### Task
Extract each line of the entries below that contains the word "white".

### Records

------------------------------------

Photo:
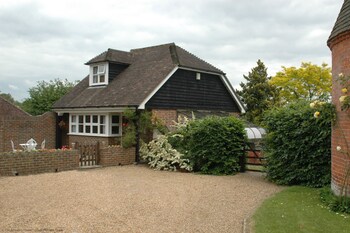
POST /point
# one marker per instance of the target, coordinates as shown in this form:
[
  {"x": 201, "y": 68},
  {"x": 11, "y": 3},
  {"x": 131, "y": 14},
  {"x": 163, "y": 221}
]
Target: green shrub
[
  {"x": 298, "y": 144},
  {"x": 333, "y": 202},
  {"x": 214, "y": 145},
  {"x": 160, "y": 155}
]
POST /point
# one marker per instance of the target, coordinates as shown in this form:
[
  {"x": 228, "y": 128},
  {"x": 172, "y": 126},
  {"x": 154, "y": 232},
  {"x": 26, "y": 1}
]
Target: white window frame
[
  {"x": 102, "y": 69},
  {"x": 107, "y": 124}
]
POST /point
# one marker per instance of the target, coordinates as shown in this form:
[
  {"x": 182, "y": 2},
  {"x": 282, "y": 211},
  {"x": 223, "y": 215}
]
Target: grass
[{"x": 298, "y": 209}]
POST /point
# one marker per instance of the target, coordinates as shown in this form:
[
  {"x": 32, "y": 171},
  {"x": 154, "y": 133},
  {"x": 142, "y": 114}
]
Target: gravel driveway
[{"x": 129, "y": 199}]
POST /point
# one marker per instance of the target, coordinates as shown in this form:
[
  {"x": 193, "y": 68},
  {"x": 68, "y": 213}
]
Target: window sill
[{"x": 94, "y": 135}]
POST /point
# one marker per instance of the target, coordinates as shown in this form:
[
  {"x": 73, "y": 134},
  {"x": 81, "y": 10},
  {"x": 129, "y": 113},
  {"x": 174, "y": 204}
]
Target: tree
[
  {"x": 257, "y": 94},
  {"x": 309, "y": 82},
  {"x": 45, "y": 94}
]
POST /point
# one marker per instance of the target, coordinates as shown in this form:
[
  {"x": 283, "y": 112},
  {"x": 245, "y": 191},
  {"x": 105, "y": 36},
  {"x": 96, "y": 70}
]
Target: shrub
[
  {"x": 298, "y": 144},
  {"x": 333, "y": 202},
  {"x": 214, "y": 145},
  {"x": 161, "y": 156}
]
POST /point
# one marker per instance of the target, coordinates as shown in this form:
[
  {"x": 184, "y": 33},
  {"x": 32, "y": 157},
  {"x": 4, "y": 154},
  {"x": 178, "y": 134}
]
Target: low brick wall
[
  {"x": 116, "y": 155},
  {"x": 34, "y": 162}
]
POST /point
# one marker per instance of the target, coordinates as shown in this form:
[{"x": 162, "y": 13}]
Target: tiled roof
[
  {"x": 147, "y": 68},
  {"x": 343, "y": 22}
]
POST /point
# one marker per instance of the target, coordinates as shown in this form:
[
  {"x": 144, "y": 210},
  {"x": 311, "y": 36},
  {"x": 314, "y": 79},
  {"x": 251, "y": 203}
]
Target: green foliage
[
  {"x": 45, "y": 94},
  {"x": 257, "y": 93},
  {"x": 309, "y": 82},
  {"x": 298, "y": 209},
  {"x": 333, "y": 202},
  {"x": 298, "y": 145},
  {"x": 10, "y": 99},
  {"x": 162, "y": 156},
  {"x": 213, "y": 144},
  {"x": 145, "y": 124}
]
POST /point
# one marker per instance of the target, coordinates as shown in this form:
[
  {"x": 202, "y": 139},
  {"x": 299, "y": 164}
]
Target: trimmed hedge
[
  {"x": 298, "y": 144},
  {"x": 213, "y": 145}
]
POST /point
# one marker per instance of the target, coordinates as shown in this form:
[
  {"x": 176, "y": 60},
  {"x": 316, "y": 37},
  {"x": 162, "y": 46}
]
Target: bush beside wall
[{"x": 298, "y": 145}]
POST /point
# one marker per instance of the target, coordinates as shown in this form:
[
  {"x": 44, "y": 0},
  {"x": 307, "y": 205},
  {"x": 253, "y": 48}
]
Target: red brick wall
[
  {"x": 93, "y": 140},
  {"x": 25, "y": 163},
  {"x": 20, "y": 128},
  {"x": 341, "y": 131},
  {"x": 116, "y": 155}
]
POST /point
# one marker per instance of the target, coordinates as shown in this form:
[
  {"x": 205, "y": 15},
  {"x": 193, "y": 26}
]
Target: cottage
[{"x": 164, "y": 79}]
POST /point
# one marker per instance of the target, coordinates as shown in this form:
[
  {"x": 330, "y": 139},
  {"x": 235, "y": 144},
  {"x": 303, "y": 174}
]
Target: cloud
[
  {"x": 13, "y": 87},
  {"x": 43, "y": 40}
]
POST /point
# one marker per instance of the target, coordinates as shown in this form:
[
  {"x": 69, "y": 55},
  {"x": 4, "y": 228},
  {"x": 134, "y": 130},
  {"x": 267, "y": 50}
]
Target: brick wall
[
  {"x": 116, "y": 155},
  {"x": 34, "y": 162},
  {"x": 21, "y": 127},
  {"x": 340, "y": 133},
  {"x": 93, "y": 140}
]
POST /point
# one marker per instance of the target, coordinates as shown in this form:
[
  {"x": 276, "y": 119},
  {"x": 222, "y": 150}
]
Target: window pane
[
  {"x": 102, "y": 119},
  {"x": 94, "y": 119},
  {"x": 115, "y": 119},
  {"x": 95, "y": 78},
  {"x": 74, "y": 118},
  {"x": 102, "y": 129},
  {"x": 115, "y": 129},
  {"x": 94, "y": 129},
  {"x": 94, "y": 70},
  {"x": 101, "y": 69},
  {"x": 102, "y": 78}
]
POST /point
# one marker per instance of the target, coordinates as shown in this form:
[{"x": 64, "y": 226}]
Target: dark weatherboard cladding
[{"x": 183, "y": 91}]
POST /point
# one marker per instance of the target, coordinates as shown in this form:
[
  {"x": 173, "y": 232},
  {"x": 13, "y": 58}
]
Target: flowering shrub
[
  {"x": 161, "y": 156},
  {"x": 298, "y": 147}
]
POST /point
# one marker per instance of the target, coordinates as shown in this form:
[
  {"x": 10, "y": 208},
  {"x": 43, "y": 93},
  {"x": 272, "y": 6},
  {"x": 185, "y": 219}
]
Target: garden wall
[
  {"x": 34, "y": 162},
  {"x": 116, "y": 155}
]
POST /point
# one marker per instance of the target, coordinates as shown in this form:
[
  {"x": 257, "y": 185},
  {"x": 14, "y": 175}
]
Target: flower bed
[{"x": 39, "y": 161}]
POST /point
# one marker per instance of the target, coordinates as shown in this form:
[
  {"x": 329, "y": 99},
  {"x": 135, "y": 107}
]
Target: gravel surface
[{"x": 129, "y": 199}]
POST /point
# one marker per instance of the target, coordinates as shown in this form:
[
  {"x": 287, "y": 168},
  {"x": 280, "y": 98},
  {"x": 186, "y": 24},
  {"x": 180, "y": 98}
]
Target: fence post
[{"x": 242, "y": 161}]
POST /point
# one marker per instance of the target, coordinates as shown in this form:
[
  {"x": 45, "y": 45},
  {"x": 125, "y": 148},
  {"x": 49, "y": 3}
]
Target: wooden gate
[
  {"x": 89, "y": 154},
  {"x": 255, "y": 160}
]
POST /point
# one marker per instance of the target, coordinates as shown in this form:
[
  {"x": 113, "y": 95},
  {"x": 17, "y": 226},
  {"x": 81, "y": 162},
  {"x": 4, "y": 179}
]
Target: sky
[{"x": 42, "y": 40}]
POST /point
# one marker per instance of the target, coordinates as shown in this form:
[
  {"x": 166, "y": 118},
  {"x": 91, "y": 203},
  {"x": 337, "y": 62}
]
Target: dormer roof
[{"x": 342, "y": 25}]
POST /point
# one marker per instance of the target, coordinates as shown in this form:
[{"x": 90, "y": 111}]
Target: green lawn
[{"x": 298, "y": 209}]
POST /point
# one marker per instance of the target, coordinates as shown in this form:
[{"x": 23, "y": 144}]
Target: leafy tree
[
  {"x": 9, "y": 98},
  {"x": 45, "y": 94},
  {"x": 258, "y": 94},
  {"x": 309, "y": 82}
]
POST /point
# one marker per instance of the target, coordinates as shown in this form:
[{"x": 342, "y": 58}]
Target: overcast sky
[{"x": 44, "y": 40}]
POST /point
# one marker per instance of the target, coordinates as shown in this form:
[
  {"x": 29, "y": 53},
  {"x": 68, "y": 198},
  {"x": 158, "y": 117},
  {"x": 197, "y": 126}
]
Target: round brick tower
[{"x": 339, "y": 44}]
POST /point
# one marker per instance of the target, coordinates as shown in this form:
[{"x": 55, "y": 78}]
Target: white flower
[{"x": 342, "y": 98}]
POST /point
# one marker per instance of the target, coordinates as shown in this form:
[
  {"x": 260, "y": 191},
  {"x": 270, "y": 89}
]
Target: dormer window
[{"x": 98, "y": 74}]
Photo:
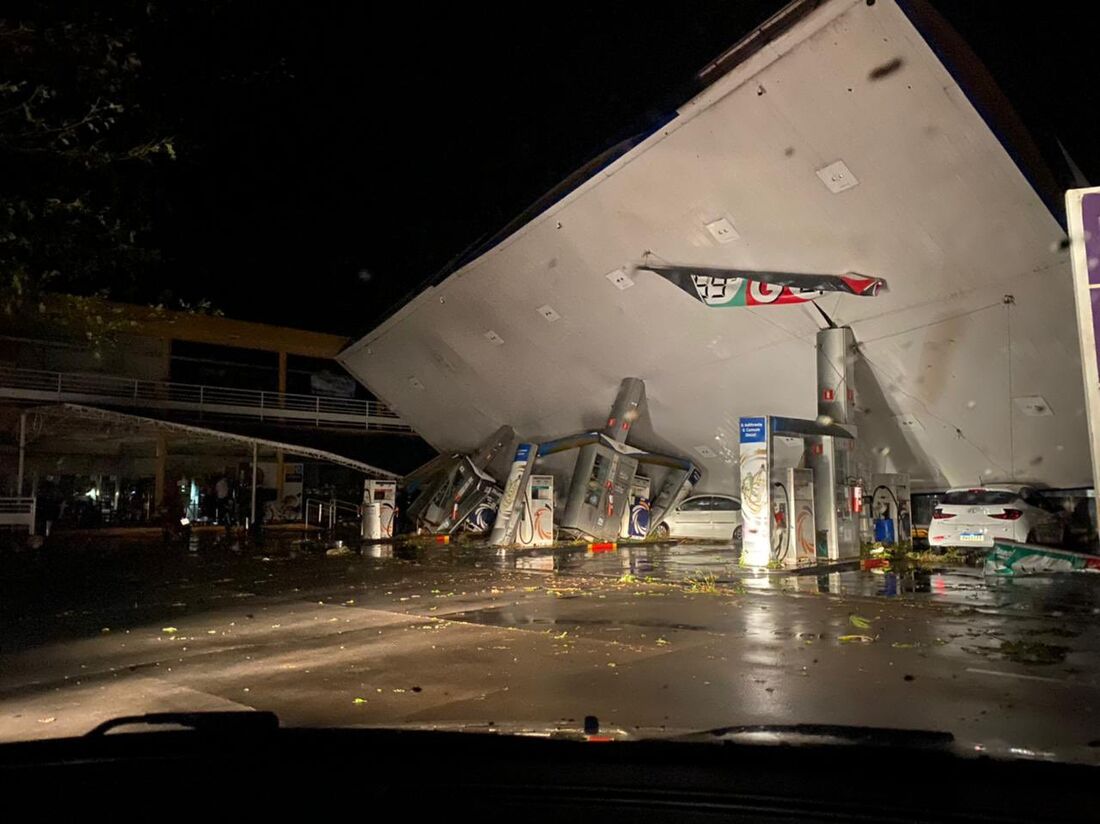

------------------------------------

### Solution to this exercise
Target: white window frame
Target: white flower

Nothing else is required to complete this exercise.